Task goal
Every line of the listing that holds the word "format" should be returned.

Data listing
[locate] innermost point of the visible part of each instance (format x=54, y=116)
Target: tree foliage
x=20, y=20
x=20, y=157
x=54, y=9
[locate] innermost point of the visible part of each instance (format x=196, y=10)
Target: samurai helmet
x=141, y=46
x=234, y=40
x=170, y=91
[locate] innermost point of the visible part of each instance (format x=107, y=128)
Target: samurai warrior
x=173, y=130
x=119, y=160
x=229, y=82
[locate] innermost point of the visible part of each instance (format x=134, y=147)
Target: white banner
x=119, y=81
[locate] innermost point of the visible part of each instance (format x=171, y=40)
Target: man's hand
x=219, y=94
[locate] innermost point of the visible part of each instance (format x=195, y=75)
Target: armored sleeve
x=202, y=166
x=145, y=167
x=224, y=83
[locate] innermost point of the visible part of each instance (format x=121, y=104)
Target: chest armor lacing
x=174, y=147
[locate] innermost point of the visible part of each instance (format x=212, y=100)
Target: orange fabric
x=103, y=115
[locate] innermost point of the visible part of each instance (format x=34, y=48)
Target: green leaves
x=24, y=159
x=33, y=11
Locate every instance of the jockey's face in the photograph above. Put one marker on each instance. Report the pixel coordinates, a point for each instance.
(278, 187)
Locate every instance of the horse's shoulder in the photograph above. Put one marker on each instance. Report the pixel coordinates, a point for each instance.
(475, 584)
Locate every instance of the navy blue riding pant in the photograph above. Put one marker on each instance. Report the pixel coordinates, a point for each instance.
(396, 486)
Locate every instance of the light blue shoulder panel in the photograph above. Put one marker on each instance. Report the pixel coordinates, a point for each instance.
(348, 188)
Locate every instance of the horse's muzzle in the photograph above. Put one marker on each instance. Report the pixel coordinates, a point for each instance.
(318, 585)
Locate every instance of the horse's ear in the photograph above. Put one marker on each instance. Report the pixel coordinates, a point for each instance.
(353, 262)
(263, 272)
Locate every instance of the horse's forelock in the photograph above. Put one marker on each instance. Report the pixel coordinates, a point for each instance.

Response to the exercise
[locate] innermost point of the visible part of each instance (format x=54, y=116)
[locate] innermost point of the visible part of each instance (format x=196, y=10)
[locate] innermost point of the visible part of each instance (format x=107, y=128)
[locate] innermost point of the visible part of each instance (format x=134, y=147)
[locate] innermost point of the visible part of each instance (format x=171, y=40)
[locate] innermost point of the visible part of each instance (format x=195, y=75)
[locate] innermost point of the visible part of each instance (format x=121, y=104)
[locate] innermost point of the visible part of each instance (format x=212, y=100)
[locate] innermost point of the visible part of each instance (format x=34, y=48)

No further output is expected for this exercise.